▸ Data
══════════════════════════════

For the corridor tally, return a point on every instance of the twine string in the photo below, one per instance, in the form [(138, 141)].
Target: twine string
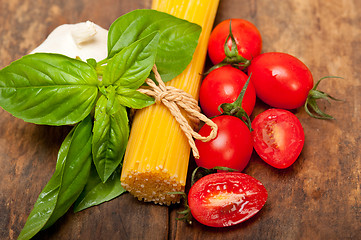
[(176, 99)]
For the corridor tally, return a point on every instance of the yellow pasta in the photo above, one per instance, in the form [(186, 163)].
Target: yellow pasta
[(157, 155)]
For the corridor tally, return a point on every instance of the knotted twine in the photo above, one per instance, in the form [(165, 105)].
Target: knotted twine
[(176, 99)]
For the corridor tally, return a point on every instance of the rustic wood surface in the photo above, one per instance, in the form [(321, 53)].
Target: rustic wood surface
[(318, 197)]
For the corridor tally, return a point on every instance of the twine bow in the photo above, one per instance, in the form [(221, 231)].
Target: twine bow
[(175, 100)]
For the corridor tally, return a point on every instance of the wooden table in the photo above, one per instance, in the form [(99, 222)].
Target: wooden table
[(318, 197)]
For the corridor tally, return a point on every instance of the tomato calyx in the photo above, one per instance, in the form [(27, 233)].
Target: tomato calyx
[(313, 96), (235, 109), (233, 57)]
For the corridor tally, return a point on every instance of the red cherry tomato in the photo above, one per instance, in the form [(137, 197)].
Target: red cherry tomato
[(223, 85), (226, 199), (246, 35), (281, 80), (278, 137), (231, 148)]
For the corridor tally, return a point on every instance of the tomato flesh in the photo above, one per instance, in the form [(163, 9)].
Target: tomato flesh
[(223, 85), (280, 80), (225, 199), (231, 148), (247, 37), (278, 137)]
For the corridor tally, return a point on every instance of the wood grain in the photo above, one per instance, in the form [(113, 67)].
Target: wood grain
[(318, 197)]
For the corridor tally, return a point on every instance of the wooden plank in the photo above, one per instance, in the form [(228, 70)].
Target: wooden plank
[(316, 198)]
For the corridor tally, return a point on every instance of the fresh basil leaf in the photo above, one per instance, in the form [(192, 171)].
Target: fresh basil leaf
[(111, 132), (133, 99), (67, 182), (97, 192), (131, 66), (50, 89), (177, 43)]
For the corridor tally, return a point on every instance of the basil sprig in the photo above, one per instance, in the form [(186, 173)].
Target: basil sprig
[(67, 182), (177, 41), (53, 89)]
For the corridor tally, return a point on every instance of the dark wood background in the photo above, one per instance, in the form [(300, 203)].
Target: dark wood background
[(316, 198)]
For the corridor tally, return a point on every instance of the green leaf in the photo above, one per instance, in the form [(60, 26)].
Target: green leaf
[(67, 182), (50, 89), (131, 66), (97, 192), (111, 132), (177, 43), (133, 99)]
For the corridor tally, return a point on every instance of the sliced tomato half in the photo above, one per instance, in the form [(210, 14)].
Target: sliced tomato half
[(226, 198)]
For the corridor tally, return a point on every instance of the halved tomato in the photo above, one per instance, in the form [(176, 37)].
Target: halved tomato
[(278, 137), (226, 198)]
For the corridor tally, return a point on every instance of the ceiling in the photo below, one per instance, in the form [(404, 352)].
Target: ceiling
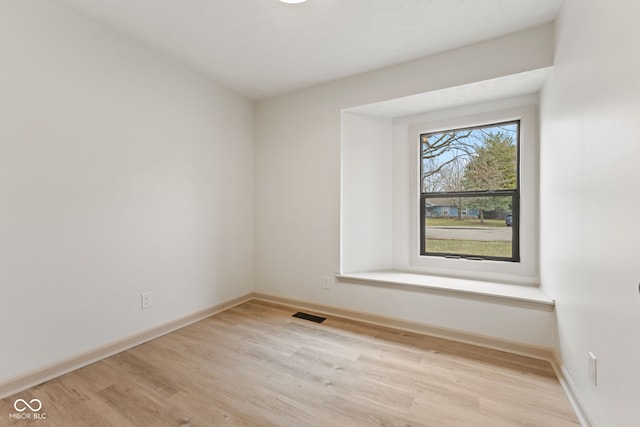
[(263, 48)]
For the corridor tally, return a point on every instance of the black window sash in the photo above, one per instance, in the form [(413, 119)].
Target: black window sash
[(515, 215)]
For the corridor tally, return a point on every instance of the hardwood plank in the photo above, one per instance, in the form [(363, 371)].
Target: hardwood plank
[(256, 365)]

══════════════════════════════

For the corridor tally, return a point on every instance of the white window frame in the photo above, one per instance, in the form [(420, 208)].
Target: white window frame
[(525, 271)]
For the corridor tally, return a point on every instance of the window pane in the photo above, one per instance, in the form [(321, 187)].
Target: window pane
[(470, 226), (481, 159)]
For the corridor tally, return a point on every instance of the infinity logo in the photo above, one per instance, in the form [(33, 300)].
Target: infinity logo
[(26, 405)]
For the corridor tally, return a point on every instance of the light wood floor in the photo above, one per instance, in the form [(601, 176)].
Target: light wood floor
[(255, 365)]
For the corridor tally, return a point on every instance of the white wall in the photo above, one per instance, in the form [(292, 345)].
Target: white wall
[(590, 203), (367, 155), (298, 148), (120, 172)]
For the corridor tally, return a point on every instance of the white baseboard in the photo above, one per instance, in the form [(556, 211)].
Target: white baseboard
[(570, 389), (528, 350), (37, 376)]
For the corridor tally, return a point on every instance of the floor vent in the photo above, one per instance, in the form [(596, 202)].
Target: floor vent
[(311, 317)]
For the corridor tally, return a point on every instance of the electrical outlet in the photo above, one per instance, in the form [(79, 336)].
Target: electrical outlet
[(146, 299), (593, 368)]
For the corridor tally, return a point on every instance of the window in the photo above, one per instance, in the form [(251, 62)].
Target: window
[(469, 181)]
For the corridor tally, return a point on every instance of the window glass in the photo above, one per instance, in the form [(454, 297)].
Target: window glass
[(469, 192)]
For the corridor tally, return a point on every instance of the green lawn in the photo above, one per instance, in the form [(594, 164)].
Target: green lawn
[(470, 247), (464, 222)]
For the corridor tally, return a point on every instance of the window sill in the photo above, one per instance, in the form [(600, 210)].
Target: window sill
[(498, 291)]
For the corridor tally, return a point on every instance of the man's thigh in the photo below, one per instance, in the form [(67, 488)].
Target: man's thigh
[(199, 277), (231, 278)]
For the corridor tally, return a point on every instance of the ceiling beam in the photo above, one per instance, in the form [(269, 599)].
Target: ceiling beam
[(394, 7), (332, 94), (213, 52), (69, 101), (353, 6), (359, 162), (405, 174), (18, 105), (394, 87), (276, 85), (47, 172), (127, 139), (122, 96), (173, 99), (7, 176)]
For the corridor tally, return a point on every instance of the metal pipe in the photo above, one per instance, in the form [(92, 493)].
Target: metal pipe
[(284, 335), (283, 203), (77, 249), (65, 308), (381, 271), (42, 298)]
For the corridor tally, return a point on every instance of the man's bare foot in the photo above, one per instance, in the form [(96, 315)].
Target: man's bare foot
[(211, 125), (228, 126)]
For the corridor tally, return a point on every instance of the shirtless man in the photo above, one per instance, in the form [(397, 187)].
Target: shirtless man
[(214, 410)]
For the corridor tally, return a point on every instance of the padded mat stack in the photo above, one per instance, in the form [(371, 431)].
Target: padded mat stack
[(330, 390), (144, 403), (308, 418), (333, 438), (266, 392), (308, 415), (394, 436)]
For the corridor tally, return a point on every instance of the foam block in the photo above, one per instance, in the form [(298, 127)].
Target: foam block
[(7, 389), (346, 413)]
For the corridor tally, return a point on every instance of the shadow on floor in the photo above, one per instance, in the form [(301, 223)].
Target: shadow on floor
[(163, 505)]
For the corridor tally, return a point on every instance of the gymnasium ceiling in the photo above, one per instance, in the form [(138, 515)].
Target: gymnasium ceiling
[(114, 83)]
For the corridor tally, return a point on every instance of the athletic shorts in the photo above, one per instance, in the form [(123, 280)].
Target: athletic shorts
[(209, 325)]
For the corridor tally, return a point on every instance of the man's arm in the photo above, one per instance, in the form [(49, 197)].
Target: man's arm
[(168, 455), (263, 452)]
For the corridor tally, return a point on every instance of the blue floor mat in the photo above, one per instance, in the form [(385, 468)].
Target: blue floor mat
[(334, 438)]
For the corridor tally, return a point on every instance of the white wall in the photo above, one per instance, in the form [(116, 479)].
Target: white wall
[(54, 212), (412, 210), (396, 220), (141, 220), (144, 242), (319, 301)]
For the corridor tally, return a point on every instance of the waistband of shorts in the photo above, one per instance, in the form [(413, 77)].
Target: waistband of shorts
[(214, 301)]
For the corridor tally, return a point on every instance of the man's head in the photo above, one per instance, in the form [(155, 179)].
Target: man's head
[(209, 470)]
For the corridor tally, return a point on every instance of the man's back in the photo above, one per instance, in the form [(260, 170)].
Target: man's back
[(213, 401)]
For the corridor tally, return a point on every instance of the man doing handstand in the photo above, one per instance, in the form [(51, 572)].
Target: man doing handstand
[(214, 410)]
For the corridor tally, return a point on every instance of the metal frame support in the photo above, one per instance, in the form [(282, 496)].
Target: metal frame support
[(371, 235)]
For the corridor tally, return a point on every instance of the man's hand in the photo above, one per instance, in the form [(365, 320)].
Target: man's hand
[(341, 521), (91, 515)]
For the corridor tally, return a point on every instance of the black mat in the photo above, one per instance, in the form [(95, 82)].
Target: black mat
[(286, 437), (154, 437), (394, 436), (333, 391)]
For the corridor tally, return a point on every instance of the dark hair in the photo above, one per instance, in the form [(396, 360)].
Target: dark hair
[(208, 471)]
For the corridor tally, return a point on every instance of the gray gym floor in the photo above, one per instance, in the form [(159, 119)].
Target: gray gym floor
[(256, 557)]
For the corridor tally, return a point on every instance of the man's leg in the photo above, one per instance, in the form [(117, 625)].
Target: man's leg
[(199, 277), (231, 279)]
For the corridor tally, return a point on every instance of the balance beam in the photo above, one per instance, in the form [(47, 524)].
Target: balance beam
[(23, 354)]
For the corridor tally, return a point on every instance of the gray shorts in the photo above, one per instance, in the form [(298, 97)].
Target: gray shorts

══════════════════════════════

▸ Activity
Copy out whichever lines of the listing contain the word "below".

▸ Task output
For the corridor tally, return a point on every instance of the twine string in the photo below, one per instance, in the form [(138, 141)].
For the corridor tally, return a point on every instance of the ceiling in the photo below, one per instance, in the form [(404, 352)].
For the corridor tally, return a point on every instance of the man's thigh in the photo below, one per instance, in the form [(67, 488)].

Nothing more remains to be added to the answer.